WHAT YOU ARE ASKED TO DO — Repeat the records given below in full, with no changes.

LISTED RECORDS —
══════
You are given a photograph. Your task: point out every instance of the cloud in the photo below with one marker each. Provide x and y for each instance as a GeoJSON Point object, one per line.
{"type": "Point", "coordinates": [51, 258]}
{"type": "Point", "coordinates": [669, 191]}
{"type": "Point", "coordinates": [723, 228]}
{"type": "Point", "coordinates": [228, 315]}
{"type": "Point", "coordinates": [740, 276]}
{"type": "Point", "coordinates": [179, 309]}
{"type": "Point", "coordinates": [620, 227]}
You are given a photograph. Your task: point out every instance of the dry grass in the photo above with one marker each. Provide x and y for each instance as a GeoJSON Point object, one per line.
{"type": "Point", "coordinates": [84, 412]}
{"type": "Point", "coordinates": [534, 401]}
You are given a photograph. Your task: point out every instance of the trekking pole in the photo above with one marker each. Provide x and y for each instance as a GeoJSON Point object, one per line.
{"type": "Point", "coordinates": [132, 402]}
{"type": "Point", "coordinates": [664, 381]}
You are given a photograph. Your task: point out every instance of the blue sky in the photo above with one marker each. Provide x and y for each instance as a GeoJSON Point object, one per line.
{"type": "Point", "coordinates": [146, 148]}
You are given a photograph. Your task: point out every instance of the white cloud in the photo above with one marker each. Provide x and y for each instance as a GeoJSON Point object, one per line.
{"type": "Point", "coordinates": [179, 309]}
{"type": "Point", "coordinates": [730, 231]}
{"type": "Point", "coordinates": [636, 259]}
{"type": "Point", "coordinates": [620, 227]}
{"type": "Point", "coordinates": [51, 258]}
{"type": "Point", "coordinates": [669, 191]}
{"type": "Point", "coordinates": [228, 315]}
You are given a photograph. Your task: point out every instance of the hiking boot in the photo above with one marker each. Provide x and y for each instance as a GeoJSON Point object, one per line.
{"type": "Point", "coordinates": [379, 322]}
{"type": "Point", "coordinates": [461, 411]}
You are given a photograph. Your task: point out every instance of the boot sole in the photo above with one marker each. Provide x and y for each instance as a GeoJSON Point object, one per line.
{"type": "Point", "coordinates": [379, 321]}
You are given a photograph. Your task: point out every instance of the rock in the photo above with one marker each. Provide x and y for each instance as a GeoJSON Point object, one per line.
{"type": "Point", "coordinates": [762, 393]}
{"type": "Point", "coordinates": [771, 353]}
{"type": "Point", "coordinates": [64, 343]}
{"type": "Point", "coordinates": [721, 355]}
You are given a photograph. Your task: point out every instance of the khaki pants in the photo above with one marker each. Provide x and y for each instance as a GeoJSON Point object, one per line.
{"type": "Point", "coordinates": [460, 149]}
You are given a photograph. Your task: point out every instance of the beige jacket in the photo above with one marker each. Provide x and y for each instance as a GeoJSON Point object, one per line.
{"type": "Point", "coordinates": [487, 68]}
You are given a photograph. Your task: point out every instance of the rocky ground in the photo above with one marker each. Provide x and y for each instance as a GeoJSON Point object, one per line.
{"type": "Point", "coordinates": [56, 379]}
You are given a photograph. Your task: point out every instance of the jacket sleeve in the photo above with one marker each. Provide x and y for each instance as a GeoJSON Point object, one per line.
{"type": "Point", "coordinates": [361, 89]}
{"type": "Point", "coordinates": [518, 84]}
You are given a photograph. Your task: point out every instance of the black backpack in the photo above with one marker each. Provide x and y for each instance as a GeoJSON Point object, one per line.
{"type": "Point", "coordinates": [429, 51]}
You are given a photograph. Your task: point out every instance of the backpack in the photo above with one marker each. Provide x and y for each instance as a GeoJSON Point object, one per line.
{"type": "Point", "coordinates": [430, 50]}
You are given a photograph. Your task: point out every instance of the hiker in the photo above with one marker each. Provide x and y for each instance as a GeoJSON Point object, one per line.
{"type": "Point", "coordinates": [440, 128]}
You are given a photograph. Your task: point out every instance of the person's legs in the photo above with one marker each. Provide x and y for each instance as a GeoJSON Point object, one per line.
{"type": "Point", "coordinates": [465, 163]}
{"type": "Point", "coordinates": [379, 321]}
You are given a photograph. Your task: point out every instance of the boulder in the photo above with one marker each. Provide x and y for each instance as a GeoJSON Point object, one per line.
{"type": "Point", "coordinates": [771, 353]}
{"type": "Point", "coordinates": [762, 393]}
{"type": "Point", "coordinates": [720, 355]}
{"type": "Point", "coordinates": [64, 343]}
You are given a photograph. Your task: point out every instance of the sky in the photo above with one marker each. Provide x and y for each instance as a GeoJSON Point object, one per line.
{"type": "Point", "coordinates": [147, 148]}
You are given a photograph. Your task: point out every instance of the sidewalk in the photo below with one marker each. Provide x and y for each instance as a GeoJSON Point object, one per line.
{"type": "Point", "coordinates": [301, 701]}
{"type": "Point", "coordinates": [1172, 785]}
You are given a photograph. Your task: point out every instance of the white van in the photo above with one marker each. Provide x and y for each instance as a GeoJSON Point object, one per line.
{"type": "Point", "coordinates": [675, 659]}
══════
SOLUTION TO THIS TASK —
You are given a photograph. Your task: point out every instance of the cloud in the photo below with one marker each. Provide x and y for each instance as a GeoJSON Point object, one per line.
{"type": "Point", "coordinates": [51, 258]}
{"type": "Point", "coordinates": [669, 191]}
{"type": "Point", "coordinates": [723, 228]}
{"type": "Point", "coordinates": [228, 315]}
{"type": "Point", "coordinates": [740, 276]}
{"type": "Point", "coordinates": [179, 309]}
{"type": "Point", "coordinates": [620, 227]}
You are given a photograph. Your task: point out every instance of the dry grass in the photo above with one marker each. Provide x and y for each instance as a GeoJSON Point object, one per line.
{"type": "Point", "coordinates": [84, 412]}
{"type": "Point", "coordinates": [534, 401]}
You are given a photograph. Your task: point out every instance of the trekking pole in the photo above with one marker each. Provide x and y for each instance as a GeoJSON Point object, one per line.
{"type": "Point", "coordinates": [132, 402]}
{"type": "Point", "coordinates": [664, 381]}
You are given a photograph. Your task: point out every instance of the blue sky in the photo above with one marker each. Provide x and y for each instance as a GeoJSON Point object, one per line.
{"type": "Point", "coordinates": [146, 148]}
You are given a photograph. Your task: point out every instance of the white cloud in the photo above with one marker each. Provide x and y for each instance as a GeoJSON Point object, one per line.
{"type": "Point", "coordinates": [179, 309]}
{"type": "Point", "coordinates": [730, 231]}
{"type": "Point", "coordinates": [636, 259]}
{"type": "Point", "coordinates": [620, 227]}
{"type": "Point", "coordinates": [51, 258]}
{"type": "Point", "coordinates": [669, 191]}
{"type": "Point", "coordinates": [228, 315]}
You are given a photograph. Your task: point out every instance of the hiking boot in the photo above with one marker each. Provide x and y for each instance as a GeoJSON Point object, one per line.
{"type": "Point", "coordinates": [379, 322]}
{"type": "Point", "coordinates": [461, 411]}
You are given a photograph. Your task: point out every instance of the boot sole in the photo above with one marker each. Provide x and y for each instance as a GeoJSON Point object, one per line.
{"type": "Point", "coordinates": [379, 321]}
You are given a photograph. Your task: point out every instance of the rock in the photo above with one marker each. Provide x and y for each instance as a GeoJSON Point object, one per line.
{"type": "Point", "coordinates": [762, 393]}
{"type": "Point", "coordinates": [771, 353]}
{"type": "Point", "coordinates": [64, 343]}
{"type": "Point", "coordinates": [721, 355]}
You are given a photograph. Your task: point out every instance of the khaki pants in the photo above with one marker each. Provide x and y for each instance as a GeoJSON Point object, one per line.
{"type": "Point", "coordinates": [460, 149]}
You are given a photograph. Your task: point out every instance of the beige jacket in the photo above with one marker each. Provide x and y for each instance as a GeoJSON Point object, one per line.
{"type": "Point", "coordinates": [487, 68]}
You are given a photograph. Your task: point out every instance of the rocky ground in the photo above with one marker each. Provide x and y for each instance as a GeoJSON Point object, one per line.
{"type": "Point", "coordinates": [56, 379]}
You are given a photograph. Your task: point out every instance of the jacket sleeve in the photo above with one marker each. Provide x and y for each instance as a GeoJSON Point object, one per line.
{"type": "Point", "coordinates": [361, 89]}
{"type": "Point", "coordinates": [518, 84]}
You are given a photograph. Your task: point out every instance of the black backpack in the photo above with one marker each. Provide x and y for each instance as a GeoJSON Point object, one per line.
{"type": "Point", "coordinates": [429, 51]}
You are given a photograph. Your task: point out every instance of the backpack in the photo above with one marker each. Provide x and y for each instance as a GeoJSON Point object, one per line.
{"type": "Point", "coordinates": [430, 50]}
You are given a photograph. Your task: point out every instance of the hiker in the photo above with one marker each. Provide x and y for each instance as a GeoJSON Point object, one per line.
{"type": "Point", "coordinates": [440, 128]}
You are given a photograph. Your task: point out every instance of the person's legs in the photo above with one marker each. Provide x and y for each instance as a GeoJSON Point object, one per line.
{"type": "Point", "coordinates": [465, 163]}
{"type": "Point", "coordinates": [379, 321]}
You are given a photograph. Your task: point out every instance of the boulder in the photo above with one marker each. Provide x and y for each instance as a GeoJSON Point object, one per line.
{"type": "Point", "coordinates": [771, 353]}
{"type": "Point", "coordinates": [762, 393]}
{"type": "Point", "coordinates": [720, 355]}
{"type": "Point", "coordinates": [64, 343]}
You are given a photograph. Your task: point out every instance of the sky in the photo above with one marker each. Provide x and y for each instance as a GeoJSON Point object, one per line.
{"type": "Point", "coordinates": [147, 148]}
You are given a photograph. Your task: point out every instance of the sidewalk in the photo below with one marker each. Provide x and y for each instance as a GeoJSON Point object, one per line.
{"type": "Point", "coordinates": [301, 701]}
{"type": "Point", "coordinates": [1172, 785]}
You are given a photograph. Your task: point out every instance of the white van in the photo above with one marker each. Provide x and y for each instance as a GeoJSON Point object, one per line.
{"type": "Point", "coordinates": [675, 659]}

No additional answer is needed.